:: The problem ::
Convert the stretch of entries from the line containing "Annotation objective: produce a bounding box for the plant" through the line containing "[0,0,460,306]", both included, into a numbered list with blank lines omitted.

:: Raw records ::
-*-*-

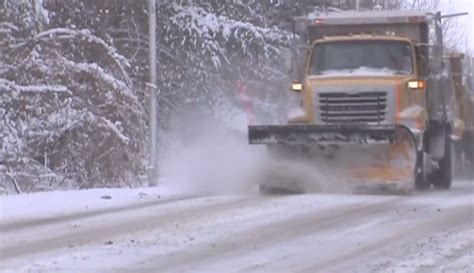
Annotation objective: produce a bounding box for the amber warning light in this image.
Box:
[408,80,426,89]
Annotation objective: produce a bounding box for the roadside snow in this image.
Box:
[0,186,179,223]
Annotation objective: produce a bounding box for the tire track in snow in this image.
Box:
[128,197,407,272]
[0,194,282,263]
[0,196,194,233]
[295,204,473,273]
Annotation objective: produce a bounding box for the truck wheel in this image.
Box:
[432,135,454,189]
[415,152,431,191]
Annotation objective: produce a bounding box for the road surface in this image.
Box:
[0,181,474,273]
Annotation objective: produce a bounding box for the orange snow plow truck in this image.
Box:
[248,11,456,193]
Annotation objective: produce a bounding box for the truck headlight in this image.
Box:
[408,80,426,89]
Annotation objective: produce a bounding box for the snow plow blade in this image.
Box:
[248,125,417,193]
[248,125,398,145]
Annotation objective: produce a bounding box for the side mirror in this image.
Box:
[291,82,303,92]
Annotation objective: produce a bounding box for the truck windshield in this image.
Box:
[309,41,413,76]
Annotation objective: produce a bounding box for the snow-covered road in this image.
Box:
[0,181,474,272]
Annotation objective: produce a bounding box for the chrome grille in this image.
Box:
[318,91,387,123]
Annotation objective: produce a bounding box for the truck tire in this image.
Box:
[431,134,454,189]
[415,151,431,191]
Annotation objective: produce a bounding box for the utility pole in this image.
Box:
[148,0,158,187]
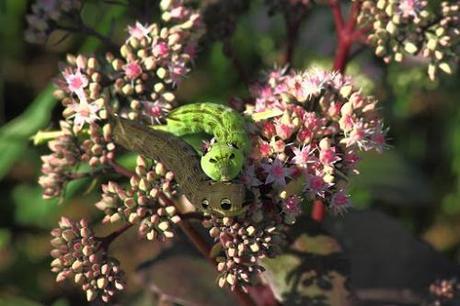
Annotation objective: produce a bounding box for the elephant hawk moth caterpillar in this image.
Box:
[113,117,246,217]
[152,102,251,181]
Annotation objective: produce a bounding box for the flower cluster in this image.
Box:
[107,1,201,123]
[38,121,81,199]
[355,0,460,79]
[204,207,285,289]
[241,69,386,221]
[51,217,125,302]
[54,55,107,134]
[96,156,180,240]
[430,278,460,306]
[25,0,81,44]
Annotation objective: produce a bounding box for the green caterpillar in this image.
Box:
[152,103,251,182]
[113,117,251,217]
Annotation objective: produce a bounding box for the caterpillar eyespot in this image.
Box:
[201,199,209,209]
[220,199,232,210]
[152,103,251,181]
[113,117,247,217]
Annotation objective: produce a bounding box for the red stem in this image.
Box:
[160,193,257,306]
[328,0,361,73]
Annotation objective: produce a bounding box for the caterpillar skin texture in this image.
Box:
[113,117,246,217]
[153,103,251,181]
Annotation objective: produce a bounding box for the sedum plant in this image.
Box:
[25,0,459,305]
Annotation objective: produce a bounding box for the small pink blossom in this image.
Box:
[142,101,168,124]
[398,0,421,18]
[262,121,276,138]
[270,137,286,153]
[330,191,351,214]
[297,129,313,144]
[292,146,315,167]
[240,165,262,187]
[152,41,169,57]
[306,174,328,195]
[170,6,189,19]
[128,21,151,39]
[275,120,295,140]
[282,195,302,217]
[319,147,340,166]
[262,158,292,186]
[70,101,100,131]
[168,61,188,85]
[257,140,272,157]
[123,61,142,80]
[62,69,89,102]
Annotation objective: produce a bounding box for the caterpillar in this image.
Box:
[152,103,251,182]
[112,117,247,217]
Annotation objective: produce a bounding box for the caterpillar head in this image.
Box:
[201,143,244,182]
[193,181,246,217]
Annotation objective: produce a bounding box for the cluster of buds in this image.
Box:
[106,1,200,123]
[96,156,180,240]
[51,217,125,302]
[203,208,284,290]
[38,122,81,199]
[25,0,82,44]
[54,55,107,134]
[355,0,460,79]
[430,278,460,306]
[241,69,386,221]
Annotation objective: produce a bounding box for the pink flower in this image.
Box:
[282,195,302,217]
[168,62,188,85]
[371,130,389,153]
[275,120,295,140]
[292,146,314,167]
[262,121,276,138]
[319,147,340,166]
[70,101,100,131]
[123,61,142,80]
[128,21,151,40]
[142,101,168,124]
[330,191,351,214]
[170,6,188,19]
[297,129,313,144]
[240,165,262,187]
[258,140,272,157]
[62,69,89,103]
[306,174,328,195]
[270,137,286,153]
[262,158,292,186]
[152,42,169,57]
[398,0,422,18]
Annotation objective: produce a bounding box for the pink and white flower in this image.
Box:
[70,101,101,131]
[330,190,352,215]
[62,69,89,103]
[123,61,142,80]
[292,145,316,167]
[128,21,151,40]
[262,158,293,187]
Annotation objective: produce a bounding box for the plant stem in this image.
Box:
[328,0,361,73]
[106,161,257,306]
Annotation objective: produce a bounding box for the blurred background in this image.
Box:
[0,0,460,306]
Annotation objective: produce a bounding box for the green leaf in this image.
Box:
[0,85,56,179]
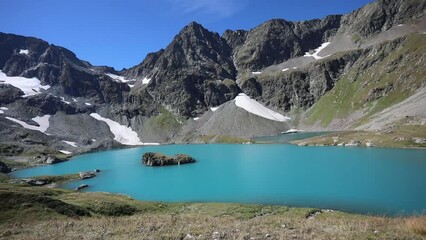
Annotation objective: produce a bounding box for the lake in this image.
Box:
[12,144,426,215]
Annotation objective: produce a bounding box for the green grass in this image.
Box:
[0,184,426,240]
[306,34,426,127]
[292,124,426,148]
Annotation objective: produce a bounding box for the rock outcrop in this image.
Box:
[142,152,195,167]
[0,161,12,173]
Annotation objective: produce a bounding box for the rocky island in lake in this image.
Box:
[142,152,195,167]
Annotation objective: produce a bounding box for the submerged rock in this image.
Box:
[142,152,195,167]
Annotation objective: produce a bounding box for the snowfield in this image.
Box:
[142,77,151,84]
[106,73,134,83]
[62,140,77,147]
[90,113,159,145]
[19,49,30,55]
[304,42,330,60]
[106,73,135,88]
[6,115,50,134]
[235,93,290,122]
[0,70,50,97]
[61,97,71,104]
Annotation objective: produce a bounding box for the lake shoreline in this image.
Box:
[0,183,426,240]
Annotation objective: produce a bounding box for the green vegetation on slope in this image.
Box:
[0,184,426,239]
[306,34,426,127]
[292,125,426,148]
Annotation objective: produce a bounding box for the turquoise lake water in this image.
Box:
[13,144,426,215]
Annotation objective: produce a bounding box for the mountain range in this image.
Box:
[0,0,426,161]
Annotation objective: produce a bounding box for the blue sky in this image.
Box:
[0,0,371,70]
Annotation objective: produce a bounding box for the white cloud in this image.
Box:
[169,0,241,17]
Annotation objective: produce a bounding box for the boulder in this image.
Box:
[79,171,96,179]
[34,155,66,164]
[142,152,195,167]
[412,137,426,144]
[0,161,12,173]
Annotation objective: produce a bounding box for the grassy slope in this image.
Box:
[306,34,426,127]
[0,184,426,239]
[292,125,426,148]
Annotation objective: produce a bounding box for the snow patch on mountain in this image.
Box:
[19,49,30,55]
[0,70,50,97]
[62,140,77,147]
[142,77,151,84]
[235,93,290,122]
[106,73,135,83]
[6,115,50,134]
[61,97,71,104]
[90,113,155,145]
[304,42,330,60]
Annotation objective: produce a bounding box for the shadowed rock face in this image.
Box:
[142,152,195,167]
[0,33,130,103]
[0,161,12,173]
[0,0,426,154]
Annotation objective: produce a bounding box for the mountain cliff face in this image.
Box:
[0,0,426,161]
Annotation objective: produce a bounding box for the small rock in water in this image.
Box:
[413,137,426,144]
[74,184,89,191]
[183,233,194,240]
[79,171,96,179]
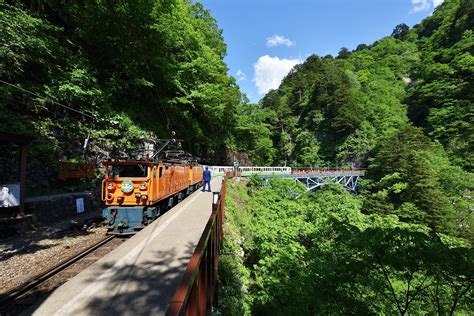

-*-*-

:: Written response ::
1. Annotation objective: produce a bounding box for the plant stem in this image.
2. Box:
3. [328,0,361,73]
4. [106,161,257,306]
5. Annotation objective: produce a bounding box for the blurred background in this image.
6. Box:
7. [0,0,460,306]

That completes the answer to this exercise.